It’s amazing how many people told us we were having a boy. I’m not sure if it reflects gender bias or a lack of predictive proficiency. I’m not sure if it’s cultural. I’m not sure if it’s proof that people sometimes just need something to say. But boy (see what I did there) were they wrong.

A daughter.

We couldn’t be happier. And we couldn’t be less important. 🙂

Your mom went to hell and back for sixty-two hours. She then had about four hours of relaxation time — medically induced. But after that everything is a blur for me. I know the world started making room for you at about 1:33 on Sunday January 12th, and I know that at 2:04, you forced yourself into this world and went straight to your mom’s chest for skin-to-skin time. What was amazing though is that as much as mom wanted to cuddle and bond with you, you wanted to take the world in. You were moving your head from side-to-side. You didn’t want to miss a thing. Your timing and priorities couldn’t have been more appropriate.

It started with your Naniji. Did you know she was in the delivery room when you first met the world? She got to hold your Mommy’s hand and be there for her, so your Mommy could be focused on you. Kind of neat how that worked out, huh? She even got to feed your Mommy a popsicle (grape, believe it or not, but sugar-free of course because of that stupid @#$&*! gestational diabetes.) Just like your Naniji knows exactly how to be there, she also knows exactly how not to be there. As soon as she saw that you were ok and Mom was ok, she vanished. And we were none the wiser. You’ll notice that about her.

After we got you cleaned-up, Ba-ji and Dadaji  came to meet you. Tears. That pretty much explains it. Your Ba-ji stepped right in to hold you. You’re in for it with her. Every second since the moment she first met you she has been unable to see anything else. Just your face. Your Dadaji is less hands on and more hovering. He wants to make sure you’re ok EVERY SINGLE MOMENT. So he’ll walk past you, walk over to you, and walk near you. Sometimes holding you, but mostly, making sure everyone else is taking care of you.

Then Naniji and Nanaji made their way in to meet you, met with a similar response. Could anyone be happier? I already told you about your Naniji. But your Nanaji, now there’s a character. The rest of us are so sensitive to everything you do. Nanaji already has you talking and socializing. That’s what he does. That’s why everyone likes to talk to him.

Tita Fai and Deepal Mama were next. Tita Fai, well, she’s basically a crier. So she’s going to hug you and love you, but don’t be surprised if she has tears in her eyes every time she sees you pretty much for the rest of your life. You’ll get used to it. Carry Kleenex. Deepal Mama is your protector. You get many “Mamas” but you get one true “Mama.” He’s going to spoil you rotten at everyone else’s expense (actually … technically at his $expense$, and we’re totally fine with that.)

The fun don’t stop and won’t stop there. You met the first of your (many) Dada Mama’s, Chetan Dada Mama came in to see you. You’ll get used to his jokes (maybe) but he’s going to end up being one of your favorite people. He does that to everyone, kids, adults, random strangers at restaurants.

You had the most profound affect on everyone around you. With one glance, everyone’s life had changed for the better the moment you were born. But none moreso than your mom and I. We went from being children, to being parents. And we went from living our lives for us, to living our lives for you.

One day, this will sink in for you. On Sunday, January 12th, we went from being in the foreground of our own lives, to being the backdrop for everything you are and will become. Your mom and I embrace that. We feel lucky and inspired. Making sure everyone can bask in the sunbeams shooting out of your face, falling in love with all of you that is so lovely.

Today, my sunshine, my love for you is fully and completely in the background. We wouldn’t have it any other way.

EXERCISE REQUIREMENTS »
In the letter about the daughter's birth above, what kind of popsicle did Naniji feed the mother in the delivery room?

PROVIDED INFORMATION »
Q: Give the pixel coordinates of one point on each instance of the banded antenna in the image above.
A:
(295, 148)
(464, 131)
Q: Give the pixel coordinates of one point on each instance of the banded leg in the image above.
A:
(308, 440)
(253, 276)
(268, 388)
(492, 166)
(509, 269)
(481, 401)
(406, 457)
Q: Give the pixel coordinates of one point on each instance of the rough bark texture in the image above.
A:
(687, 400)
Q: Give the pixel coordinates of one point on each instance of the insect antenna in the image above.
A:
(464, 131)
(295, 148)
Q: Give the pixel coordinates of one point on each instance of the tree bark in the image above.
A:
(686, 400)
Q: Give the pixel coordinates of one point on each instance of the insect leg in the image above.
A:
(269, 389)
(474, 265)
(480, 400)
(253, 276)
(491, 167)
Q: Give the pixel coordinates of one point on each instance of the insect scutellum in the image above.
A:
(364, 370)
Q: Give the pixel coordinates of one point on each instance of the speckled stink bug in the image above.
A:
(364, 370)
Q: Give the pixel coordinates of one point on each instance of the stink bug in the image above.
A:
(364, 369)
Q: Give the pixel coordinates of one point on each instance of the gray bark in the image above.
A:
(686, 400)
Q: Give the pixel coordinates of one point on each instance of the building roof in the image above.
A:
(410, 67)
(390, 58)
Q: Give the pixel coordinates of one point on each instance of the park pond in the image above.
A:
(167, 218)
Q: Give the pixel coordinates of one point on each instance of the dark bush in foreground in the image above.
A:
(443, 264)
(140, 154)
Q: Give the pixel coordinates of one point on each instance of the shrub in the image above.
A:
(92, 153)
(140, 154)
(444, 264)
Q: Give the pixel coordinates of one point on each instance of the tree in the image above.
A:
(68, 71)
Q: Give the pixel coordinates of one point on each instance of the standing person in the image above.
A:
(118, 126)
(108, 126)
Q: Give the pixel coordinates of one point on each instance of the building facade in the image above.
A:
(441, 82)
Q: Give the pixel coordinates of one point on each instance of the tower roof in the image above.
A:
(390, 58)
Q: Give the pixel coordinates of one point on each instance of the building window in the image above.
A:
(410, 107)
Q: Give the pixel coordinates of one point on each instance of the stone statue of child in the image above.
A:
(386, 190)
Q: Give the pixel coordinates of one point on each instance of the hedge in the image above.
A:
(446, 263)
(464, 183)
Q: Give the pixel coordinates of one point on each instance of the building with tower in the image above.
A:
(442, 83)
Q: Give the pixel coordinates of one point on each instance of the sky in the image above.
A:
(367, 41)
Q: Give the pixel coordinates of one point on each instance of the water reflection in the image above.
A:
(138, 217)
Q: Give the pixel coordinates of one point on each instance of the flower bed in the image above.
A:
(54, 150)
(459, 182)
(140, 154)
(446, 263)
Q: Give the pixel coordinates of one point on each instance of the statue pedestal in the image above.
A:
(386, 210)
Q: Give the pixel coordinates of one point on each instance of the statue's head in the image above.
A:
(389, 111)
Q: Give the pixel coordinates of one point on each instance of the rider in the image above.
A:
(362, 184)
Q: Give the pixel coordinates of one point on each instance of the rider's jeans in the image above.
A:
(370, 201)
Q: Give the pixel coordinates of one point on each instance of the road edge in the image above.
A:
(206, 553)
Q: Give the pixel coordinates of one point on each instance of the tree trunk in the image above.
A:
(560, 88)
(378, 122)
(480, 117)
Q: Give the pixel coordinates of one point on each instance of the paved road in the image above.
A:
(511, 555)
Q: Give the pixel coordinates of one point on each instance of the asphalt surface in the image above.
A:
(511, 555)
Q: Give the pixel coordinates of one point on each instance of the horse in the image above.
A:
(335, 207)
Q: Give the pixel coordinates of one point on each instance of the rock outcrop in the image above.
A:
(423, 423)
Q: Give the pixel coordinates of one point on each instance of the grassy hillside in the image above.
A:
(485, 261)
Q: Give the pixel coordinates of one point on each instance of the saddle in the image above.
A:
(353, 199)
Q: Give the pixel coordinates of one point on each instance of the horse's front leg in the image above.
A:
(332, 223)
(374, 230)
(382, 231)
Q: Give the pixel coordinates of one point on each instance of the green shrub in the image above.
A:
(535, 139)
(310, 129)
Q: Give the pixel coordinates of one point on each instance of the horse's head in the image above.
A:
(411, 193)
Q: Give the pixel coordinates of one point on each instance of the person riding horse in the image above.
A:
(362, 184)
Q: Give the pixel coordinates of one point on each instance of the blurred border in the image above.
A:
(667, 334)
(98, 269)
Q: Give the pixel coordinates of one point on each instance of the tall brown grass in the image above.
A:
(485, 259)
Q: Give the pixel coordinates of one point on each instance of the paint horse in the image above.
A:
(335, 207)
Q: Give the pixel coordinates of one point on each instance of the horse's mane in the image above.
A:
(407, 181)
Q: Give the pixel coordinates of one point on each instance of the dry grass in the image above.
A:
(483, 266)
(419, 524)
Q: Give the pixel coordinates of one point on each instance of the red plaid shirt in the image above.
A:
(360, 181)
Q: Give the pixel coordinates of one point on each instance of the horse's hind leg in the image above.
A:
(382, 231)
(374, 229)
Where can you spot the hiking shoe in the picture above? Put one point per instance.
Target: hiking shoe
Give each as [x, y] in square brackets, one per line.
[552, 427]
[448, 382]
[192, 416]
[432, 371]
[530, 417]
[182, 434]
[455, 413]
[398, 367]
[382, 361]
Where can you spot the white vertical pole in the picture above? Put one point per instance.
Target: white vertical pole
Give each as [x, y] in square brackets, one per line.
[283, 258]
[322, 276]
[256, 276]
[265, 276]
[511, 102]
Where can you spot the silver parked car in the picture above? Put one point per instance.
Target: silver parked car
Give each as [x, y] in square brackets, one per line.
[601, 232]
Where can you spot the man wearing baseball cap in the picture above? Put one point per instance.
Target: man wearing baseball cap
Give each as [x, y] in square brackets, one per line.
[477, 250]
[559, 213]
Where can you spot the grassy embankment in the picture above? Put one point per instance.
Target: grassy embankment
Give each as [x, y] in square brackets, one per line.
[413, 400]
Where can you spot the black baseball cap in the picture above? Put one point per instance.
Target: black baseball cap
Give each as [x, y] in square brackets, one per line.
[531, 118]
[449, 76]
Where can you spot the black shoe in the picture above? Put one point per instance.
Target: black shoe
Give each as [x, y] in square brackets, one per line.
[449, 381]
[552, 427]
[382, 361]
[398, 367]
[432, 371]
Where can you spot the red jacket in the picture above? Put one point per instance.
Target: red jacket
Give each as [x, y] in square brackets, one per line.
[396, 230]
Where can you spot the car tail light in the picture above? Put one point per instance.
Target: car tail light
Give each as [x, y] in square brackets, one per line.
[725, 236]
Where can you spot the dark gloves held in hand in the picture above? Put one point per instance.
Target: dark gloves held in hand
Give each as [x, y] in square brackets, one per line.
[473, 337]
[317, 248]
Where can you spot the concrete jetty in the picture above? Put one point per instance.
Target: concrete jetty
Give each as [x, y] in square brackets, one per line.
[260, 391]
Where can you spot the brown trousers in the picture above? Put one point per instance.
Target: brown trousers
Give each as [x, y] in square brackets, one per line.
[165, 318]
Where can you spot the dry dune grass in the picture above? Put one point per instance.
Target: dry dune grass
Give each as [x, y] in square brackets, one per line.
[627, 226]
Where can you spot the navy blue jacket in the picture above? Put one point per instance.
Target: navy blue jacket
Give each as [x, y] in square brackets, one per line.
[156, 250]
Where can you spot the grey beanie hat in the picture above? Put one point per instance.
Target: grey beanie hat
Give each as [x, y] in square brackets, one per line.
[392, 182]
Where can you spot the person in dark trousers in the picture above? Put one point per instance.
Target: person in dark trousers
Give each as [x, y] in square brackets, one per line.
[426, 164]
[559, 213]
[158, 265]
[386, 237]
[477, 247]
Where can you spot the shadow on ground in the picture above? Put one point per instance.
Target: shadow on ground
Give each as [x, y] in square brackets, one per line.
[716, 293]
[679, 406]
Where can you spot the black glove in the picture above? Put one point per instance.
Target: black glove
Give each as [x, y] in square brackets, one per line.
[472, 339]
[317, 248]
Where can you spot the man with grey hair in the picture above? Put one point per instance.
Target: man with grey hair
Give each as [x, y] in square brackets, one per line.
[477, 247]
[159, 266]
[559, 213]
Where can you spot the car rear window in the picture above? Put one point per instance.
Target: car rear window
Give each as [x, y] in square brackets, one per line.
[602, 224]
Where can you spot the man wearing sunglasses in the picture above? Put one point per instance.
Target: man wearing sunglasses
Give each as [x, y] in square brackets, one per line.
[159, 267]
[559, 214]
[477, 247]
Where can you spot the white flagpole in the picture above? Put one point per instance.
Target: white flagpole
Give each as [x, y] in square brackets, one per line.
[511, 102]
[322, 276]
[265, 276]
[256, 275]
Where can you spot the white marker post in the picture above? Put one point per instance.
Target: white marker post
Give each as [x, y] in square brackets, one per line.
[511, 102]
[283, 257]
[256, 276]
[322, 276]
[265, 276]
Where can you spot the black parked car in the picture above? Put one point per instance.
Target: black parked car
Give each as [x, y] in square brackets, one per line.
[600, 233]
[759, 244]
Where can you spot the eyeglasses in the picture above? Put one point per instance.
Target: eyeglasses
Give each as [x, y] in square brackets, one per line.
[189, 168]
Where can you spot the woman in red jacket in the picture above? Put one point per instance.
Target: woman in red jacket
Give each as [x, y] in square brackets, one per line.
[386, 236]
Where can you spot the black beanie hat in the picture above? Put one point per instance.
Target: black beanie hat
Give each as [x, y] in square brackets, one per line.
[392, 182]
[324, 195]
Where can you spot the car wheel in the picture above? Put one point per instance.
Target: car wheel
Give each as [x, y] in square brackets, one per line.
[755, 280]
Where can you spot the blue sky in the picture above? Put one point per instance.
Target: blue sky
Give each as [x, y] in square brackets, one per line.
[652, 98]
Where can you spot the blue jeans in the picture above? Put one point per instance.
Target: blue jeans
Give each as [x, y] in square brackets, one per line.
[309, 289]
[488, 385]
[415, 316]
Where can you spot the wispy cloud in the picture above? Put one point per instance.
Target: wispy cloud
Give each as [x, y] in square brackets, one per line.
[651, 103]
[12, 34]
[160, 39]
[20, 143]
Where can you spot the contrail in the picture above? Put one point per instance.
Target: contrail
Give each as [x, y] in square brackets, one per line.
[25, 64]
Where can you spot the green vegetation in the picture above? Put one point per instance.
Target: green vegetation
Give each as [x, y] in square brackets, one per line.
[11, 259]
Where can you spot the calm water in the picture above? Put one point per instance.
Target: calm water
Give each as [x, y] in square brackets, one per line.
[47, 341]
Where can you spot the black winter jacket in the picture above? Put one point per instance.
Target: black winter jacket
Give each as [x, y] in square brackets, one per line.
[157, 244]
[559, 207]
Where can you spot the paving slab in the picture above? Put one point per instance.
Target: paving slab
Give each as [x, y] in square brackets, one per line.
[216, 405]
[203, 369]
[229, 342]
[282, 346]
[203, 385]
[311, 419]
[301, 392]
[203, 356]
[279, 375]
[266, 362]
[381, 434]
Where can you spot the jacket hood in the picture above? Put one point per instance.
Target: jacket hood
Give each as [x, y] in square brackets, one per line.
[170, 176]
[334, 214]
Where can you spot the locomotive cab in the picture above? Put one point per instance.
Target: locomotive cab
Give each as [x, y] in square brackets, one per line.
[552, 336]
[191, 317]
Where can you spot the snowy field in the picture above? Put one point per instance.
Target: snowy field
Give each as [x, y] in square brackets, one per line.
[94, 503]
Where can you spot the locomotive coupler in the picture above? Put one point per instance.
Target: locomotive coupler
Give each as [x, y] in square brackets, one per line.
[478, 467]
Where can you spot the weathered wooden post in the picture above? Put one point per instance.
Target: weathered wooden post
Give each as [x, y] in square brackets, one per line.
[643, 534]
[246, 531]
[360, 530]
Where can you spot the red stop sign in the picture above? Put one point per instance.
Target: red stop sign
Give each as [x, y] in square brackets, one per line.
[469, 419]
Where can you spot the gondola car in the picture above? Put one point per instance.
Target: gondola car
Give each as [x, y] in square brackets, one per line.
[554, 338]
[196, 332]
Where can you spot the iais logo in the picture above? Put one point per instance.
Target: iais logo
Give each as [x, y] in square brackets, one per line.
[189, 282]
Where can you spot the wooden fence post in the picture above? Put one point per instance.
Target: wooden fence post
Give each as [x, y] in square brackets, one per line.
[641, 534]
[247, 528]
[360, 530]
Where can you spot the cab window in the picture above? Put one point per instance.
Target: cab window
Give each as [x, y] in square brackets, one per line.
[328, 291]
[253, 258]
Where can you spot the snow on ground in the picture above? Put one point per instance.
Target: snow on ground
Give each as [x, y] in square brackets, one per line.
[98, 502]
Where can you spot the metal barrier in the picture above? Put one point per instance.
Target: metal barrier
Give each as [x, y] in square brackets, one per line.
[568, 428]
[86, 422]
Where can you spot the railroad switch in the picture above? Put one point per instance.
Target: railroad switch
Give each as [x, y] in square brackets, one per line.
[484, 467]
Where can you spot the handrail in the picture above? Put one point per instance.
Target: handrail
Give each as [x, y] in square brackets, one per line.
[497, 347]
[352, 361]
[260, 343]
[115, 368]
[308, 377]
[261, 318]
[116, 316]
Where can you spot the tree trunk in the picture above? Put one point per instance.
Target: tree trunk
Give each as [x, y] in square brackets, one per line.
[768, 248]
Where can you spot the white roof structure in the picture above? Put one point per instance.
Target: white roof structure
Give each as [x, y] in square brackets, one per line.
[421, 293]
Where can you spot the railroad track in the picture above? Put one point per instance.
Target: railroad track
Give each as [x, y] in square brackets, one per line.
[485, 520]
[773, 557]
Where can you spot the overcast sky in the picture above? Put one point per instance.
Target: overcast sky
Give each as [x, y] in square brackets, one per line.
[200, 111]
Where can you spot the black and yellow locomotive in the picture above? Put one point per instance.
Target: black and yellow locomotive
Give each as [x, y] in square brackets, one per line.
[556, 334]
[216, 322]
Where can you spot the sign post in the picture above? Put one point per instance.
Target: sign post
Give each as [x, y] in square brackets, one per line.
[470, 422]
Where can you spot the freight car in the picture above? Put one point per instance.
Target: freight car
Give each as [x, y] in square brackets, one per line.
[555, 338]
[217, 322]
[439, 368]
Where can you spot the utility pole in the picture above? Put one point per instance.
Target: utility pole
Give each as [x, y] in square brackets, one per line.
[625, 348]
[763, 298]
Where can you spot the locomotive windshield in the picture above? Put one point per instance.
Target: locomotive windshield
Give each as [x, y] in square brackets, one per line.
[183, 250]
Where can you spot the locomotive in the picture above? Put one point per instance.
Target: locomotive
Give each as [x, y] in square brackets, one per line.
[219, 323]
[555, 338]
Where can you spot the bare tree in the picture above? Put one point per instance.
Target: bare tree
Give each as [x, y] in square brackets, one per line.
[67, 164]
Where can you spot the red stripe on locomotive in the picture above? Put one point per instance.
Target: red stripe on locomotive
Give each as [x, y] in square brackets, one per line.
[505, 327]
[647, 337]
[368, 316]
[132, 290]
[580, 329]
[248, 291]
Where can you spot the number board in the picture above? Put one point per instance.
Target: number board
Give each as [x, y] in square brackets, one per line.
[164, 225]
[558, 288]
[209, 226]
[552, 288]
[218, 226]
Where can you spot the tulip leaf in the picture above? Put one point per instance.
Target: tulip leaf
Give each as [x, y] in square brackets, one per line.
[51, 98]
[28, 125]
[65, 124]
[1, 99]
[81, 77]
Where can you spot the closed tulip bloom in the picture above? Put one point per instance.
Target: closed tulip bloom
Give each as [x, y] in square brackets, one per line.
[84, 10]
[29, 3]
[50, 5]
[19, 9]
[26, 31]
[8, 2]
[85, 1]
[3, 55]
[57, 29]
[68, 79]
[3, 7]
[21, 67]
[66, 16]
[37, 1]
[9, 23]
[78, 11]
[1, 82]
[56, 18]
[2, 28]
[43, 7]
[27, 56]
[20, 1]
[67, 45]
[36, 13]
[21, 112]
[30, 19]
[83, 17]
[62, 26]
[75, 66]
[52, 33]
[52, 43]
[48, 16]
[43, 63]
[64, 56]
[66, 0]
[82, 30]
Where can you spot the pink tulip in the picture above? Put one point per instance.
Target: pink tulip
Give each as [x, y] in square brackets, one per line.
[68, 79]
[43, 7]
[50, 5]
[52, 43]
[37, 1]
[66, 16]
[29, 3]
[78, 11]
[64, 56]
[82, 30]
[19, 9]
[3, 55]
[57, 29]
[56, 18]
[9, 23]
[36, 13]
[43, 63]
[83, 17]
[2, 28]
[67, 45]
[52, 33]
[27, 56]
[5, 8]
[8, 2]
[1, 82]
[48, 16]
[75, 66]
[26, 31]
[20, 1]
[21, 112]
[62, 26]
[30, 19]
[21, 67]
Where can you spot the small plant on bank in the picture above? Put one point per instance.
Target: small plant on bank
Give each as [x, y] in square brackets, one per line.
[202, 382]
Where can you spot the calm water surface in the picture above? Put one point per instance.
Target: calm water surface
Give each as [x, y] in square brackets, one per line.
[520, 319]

OUTPUT BELOW »
A sugar-free grape popsicle.